**Work task**
Can you reproduce the whole Deus Ex anniversary piece below, word for word?

Ten Years! Ten whole years! Ten! And still, nothing has bettered it. Sure, there are superior shooters around. In fact, there were better shooters out at the time. But in terms of freedom, and in terms of an otherwise linear game wrapping itself around your actions, only the first few hours of Vampire: The Masquerade - Bloodlines has ever come close to matching JC Denton's throne.

However, let's not remember Warren Spector's classic for the spirit of adventure you felt when you first discovered a secret Majestic 12 lair beneath the streets of Hell's Kitchen. Let's not get bogged down by the game ticking a box in Manderley's brain when you went into the ladies lavatory to snoop around for LAMs, cigarettes and candy bars. Everyone knows about that stuff, obviously.

I mean, sure it was pretty awesome that the game let you kill Anna Navarra as soon as the twist started to roll around - and the way the bravest among us could save our collective brother from the Men in Black - but that doesn't mean every PC gaming website and its sort-of offspring has to bang on about Deus Ex all the time Instead, let's remember the stuff that was rubbish about Deus Ex, yet also every sort of wonderful. The way you could break with the somewhat earnest fiction and behave like a lunatic within its dowdy moon-lit walls.

After all, a mission briefing when you're not squatting on your boss' desk and staring intently at his moustache can pretty much be seen as a wasted cue. Otherwise, with a tender misuse of the save games, you could happily gun down Sandra Renton's father - right in front of her face: "Oh my God. Daddy...", "What a shame."

[Stored data]
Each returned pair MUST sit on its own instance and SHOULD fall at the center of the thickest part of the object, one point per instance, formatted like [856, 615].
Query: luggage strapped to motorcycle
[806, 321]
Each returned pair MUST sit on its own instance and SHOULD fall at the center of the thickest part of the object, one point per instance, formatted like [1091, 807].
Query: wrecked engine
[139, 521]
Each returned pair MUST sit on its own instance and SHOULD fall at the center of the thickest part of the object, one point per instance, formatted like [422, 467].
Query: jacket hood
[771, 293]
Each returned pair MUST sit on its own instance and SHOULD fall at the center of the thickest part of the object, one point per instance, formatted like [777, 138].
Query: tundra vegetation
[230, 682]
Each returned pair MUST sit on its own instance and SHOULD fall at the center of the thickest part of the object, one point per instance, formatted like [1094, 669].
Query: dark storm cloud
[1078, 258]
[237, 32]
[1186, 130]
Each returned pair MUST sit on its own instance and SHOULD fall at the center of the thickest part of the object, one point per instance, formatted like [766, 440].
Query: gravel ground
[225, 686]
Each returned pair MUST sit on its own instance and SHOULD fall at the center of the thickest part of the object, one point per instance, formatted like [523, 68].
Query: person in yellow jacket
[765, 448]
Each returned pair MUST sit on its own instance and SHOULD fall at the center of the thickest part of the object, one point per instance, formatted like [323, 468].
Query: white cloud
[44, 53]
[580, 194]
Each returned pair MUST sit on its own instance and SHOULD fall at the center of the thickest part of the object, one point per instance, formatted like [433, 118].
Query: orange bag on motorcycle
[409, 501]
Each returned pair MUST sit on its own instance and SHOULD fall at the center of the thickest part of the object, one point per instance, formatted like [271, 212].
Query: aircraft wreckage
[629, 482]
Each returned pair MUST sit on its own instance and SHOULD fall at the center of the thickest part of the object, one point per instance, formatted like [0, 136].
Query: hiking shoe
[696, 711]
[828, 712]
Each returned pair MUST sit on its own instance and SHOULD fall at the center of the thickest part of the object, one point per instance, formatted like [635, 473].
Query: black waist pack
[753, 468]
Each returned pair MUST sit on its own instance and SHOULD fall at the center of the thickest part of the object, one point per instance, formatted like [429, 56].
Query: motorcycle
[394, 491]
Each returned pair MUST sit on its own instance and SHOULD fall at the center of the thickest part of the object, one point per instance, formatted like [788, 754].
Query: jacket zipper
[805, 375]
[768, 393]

**Finished task**
Ten Years! Ten whole years! Ten! And still, nothing has bettered it. Sure, there are superior shooters around. In fact, there were better shooters out at the time. But in terms of freedom, and in terms of an otherwise linear game wrapping itself around your actions, only the first few hours of Vampire: The Masquerade - Bloodlines has ever come close to matching JC Denton's throne.

However, let's not remember Warren Spector's classic for the spirit of adventure you felt when you first discovered a secret Majestic 12 lair beneath the streets of Hell's Kitchen. Let's not get bogged down by the game ticking a box in Manderley's brain when you went into the ladies lavatory to snoop around for LAMs, cigarettes and candy bars. Everyone knows about that stuff, obviously.

I mean, sure it was pretty awesome that the game let you kill Anna Navarra as soon as the twist started to roll around - and the way the bravest among us could save our collective brother from the Men in Black - but that doesn't mean every PC gaming website and its sort-of offspring has to bang on about Deus Ex all the time Instead, let's remember the stuff that was rubbish about Deus Ex, yet also every sort of wonderful. The way you could break with the somewhat earnest fiction and behave like a lunatic within its dowdy moon-lit walls.

After all, a mission briefing when you're not squatting on your boss' desk and staring intently at his moustache can pretty much be seen as a wasted cue. Otherwise, with a tender misuse of the save games, you could happily gun down Sandra Renton's father - right in front of her face: "Oh my God. Daddy...", "What a shame."